» DATASET EXTRACT
━━━━━━━━━━━━━━━━

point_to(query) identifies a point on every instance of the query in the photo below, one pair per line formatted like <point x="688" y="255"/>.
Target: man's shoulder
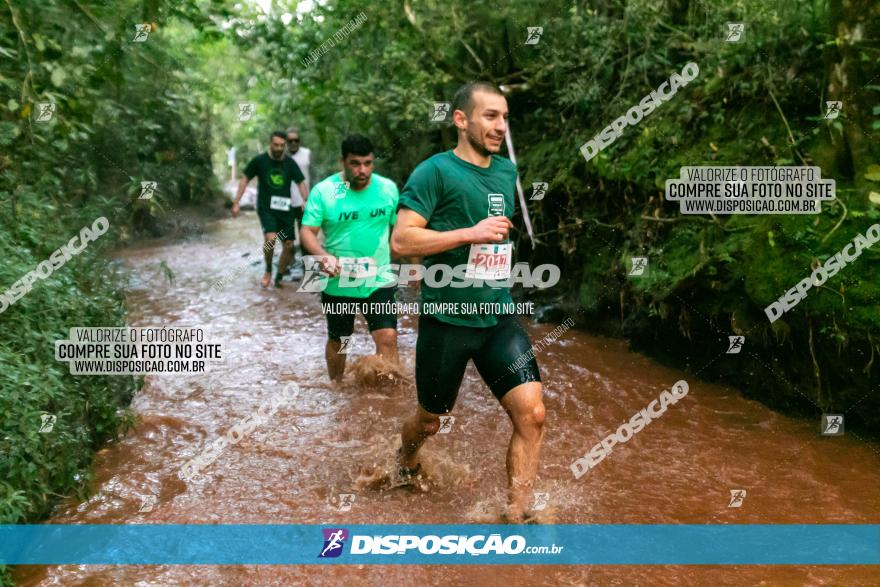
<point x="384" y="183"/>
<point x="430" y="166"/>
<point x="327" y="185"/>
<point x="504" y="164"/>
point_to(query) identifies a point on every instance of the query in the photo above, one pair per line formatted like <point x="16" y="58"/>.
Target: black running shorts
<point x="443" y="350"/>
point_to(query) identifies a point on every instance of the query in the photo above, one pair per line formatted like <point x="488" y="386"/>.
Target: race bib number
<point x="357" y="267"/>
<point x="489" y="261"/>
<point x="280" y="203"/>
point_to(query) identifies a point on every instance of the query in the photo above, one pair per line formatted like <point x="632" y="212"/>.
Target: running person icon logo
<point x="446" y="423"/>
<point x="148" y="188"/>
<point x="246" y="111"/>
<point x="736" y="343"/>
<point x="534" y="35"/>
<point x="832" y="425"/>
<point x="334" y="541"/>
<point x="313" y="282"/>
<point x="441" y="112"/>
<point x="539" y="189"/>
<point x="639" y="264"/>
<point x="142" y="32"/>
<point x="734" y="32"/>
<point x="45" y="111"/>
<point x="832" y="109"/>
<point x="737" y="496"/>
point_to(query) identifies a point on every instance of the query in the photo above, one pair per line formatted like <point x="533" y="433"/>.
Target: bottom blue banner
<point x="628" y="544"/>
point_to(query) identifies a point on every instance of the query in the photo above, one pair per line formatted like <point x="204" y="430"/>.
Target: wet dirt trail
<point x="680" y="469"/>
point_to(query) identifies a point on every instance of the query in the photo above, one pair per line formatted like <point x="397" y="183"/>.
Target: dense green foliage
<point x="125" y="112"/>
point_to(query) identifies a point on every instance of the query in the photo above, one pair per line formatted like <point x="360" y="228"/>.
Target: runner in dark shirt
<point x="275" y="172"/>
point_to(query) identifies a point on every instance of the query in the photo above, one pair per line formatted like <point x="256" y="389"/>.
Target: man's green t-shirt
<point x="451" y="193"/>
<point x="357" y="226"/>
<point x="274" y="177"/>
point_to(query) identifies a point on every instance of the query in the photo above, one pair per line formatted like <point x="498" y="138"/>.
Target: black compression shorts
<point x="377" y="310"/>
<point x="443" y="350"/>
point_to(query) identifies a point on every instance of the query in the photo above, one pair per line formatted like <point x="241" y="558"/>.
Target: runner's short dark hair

━━━━━━━━━━━━━━━━

Repeat each record exactly, with the pictures left out.

» SOLUTION TO THE EXERCISE
point_to(query) identifies a point on every instance of the query in the photo below, one pair per line formatted like <point x="688" y="255"/>.
Target: man's shoulder
<point x="384" y="183"/>
<point x="430" y="166"/>
<point x="327" y="185"/>
<point x="504" y="164"/>
point_to(query) identifies a point on every instance of the query in the photo above, one pair per line formatted like <point x="16" y="58"/>.
Target: black running shorts
<point x="443" y="350"/>
point_to(query) identifies a point on every instance of the query in the photo above, one pair per line formatted like <point x="488" y="386"/>.
Target: race bib number
<point x="357" y="267"/>
<point x="489" y="261"/>
<point x="280" y="203"/>
point_to(query) identifies a point on every instance of the query in the photo above, one pair per line formatted like <point x="632" y="212"/>.
Target: running person icon logo
<point x="446" y="423"/>
<point x="148" y="188"/>
<point x="246" y="111"/>
<point x="736" y="343"/>
<point x="534" y="35"/>
<point x="832" y="425"/>
<point x="334" y="541"/>
<point x="313" y="282"/>
<point x="441" y="112"/>
<point x="539" y="189"/>
<point x="639" y="264"/>
<point x="142" y="32"/>
<point x="734" y="32"/>
<point x="45" y="111"/>
<point x="832" y="109"/>
<point x="737" y="496"/>
point_to(query) identifies a point on every instance of the query in the photo above, one pair per line formatted like <point x="533" y="433"/>.
Target: bottom blue banner
<point x="628" y="544"/>
point_to(query) identifies a point on every instance of the query in the photo above, one pair per line formatted like <point x="204" y="430"/>.
Target: wet dirt trail
<point x="680" y="469"/>
point_to(query) identifies a point on every instance of the query in the photo above, one pair per line formatted like <point x="397" y="183"/>.
Target: dense green foliage
<point x="125" y="112"/>
point_to(query) identifies a point on every instance of the query in the photo above, one pair per line formatted like <point x="360" y="228"/>.
Target: runner in dark shirt
<point x="275" y="172"/>
point_to(query) identifies a point on every instance of the query in the photo above, one pair per line formatted like <point x="256" y="389"/>.
Target: man's green t-shirt
<point x="451" y="193"/>
<point x="357" y="226"/>
<point x="274" y="177"/>
point_to(query) identifies a point on every instance of the query in the photo above, one pair per line formatted like <point x="498" y="138"/>.
Target: black compression shorts
<point x="377" y="310"/>
<point x="443" y="350"/>
point_to(query) identifies a point on every instance of the query in the photo above, one pair per line formatted like <point x="241" y="558"/>.
Target: runner's short dark hair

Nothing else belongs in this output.